**Bloc de texte**
──────────────────────────────
[SERMON] SUR LA GLOIRE DE DIEU

Informations générales
  • TD42.173
  • [SERMON] SUR LA GLOIRE DE DIEU
  • *Première partie*. [La gloire du chrétien est de glorifier Dieu]
  • Orig.ms. CP 129; T.D. 42, pp. 173-181.
Informations détaillées
  • 1 AME SUJET DE LA VIE SPIRITUELLE
    1 AMOUR DIVIN
    1 ANGES
    1 BLASPHEME
    1 CHRETIEN
    1 CIEL
    1 CORPS
    1 CORPS MYSTIQUE
    1 CREATEUR
    1 CREATION
    1 CREATURES
    1 CROIX DE JESUS-CHRIST
    1 DIEU LE FILS
    1 ETRE HUMAIN
    1 GLOIRE DE DIEU
    1 MORTIFICATION
    1 MYSTERE DU SALUT
    1 PECHE
    1 PERFECTION
    1 PERFECTIONS DE DIEU
    1 REDEMPTION
    1 VERITE
  • 1838-1839
La lettre

Pourquoi Dieu a-t-il créé l’homme? Avant de répondre à cette question, il importe de se rappeler que Dieu étant infiniment parfait, doit chercher à graver le caractère de sa perfection sur toutes les oeuvres sorties de sa main, comme aussi il doit donner la plus grande perfection possible au but qu’il se propose en créant. Ces deux pensées, mes frères, n’ont pas besoin, je pense, d’être développées. Vous comprenez sans difficulté que plus un ouvrier est fameux dans son art, plus il produira des ouvrages accomplis, et que de même Dieu étant infiniment sage et infiniment puissant tout à la fois, il imprimera le sceau de sa sagesse et de sa puissance sur toutes ses oeuvres. Avec cette différence toutefois que l’esprit de l’artiste dont je parlais ayant des bornes, il y a un terme au-delà duquel il ne peut pas aller, tandis que Dieu étant infini, nul ne peut dire la perfection qu’il est capable d’atteindre; quoique nous sachions qu’il ne peut produire des créatures infiniment parfaites, comme il l’est lui-même. Cela répugne à la simple évidence. Si Dieu pouvait créer un être infiniment parfait, il y aurait deux dieux. De plus, cet être ne pourrait être parfait; car sans entrer dans un plus grand détail, il n’aurait pas la perfection de l’éternité et rien des autres attributs.
──────────────────────────────
**Données**
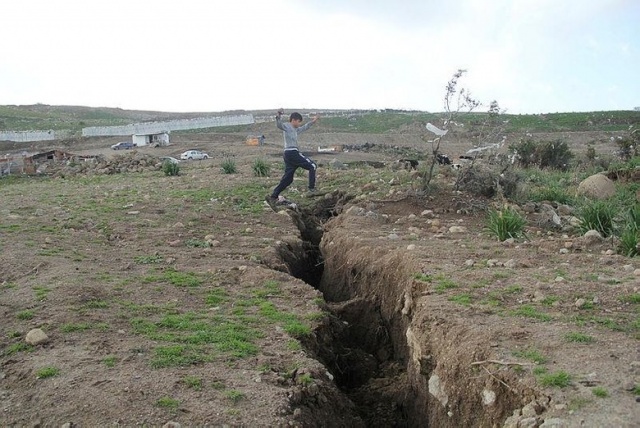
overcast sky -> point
(532, 56)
──────────────────────────────
**Exercices**
a) Ces affirmations concordent-elles avec le sermon : (i) Dieu peut créer des créatures infiniment parfaites ; (ii) l'esprit de l'artiste a des bornes ; (iii) le prédicateur juge que ses deux pensées doivent être développées ? Répondez par oui ou non à chacune, en citant textuellement les mots décisifs du sermon.
b) D'après le sermon, qu'y aurait-il si Dieu pouvait créer un être infiniment parfait ?
c) Citez le passage du sermon qui commence par « Informations générales » et se poursuit jusqu'à « 42, pp. 173-181. ».
Le matériel fourni ne sert à rien ici.

**Corrigé**
a)
(i) Non : « il ne peut produire des créatures infiniment parfaites, comme il l’est lui-même »
(ii) Oui : « l’esprit de l’artiste dont je parlais ayant des bornes »
(iii) Non : « Ces deux pensées, mes frères, n’ont pas besoin, je pense, d’être développées »

b) Il y aurait deux dieux.

c)
Informations générales
  • TD42.173
  • [SERMON] SUR LA GLOIRE DE DIEU
  • *Première partie*. [La gloire du chrétien est de glorifier Dieu]
  • Orig.ms. CP 129; T.D. 42, pp. 173-181.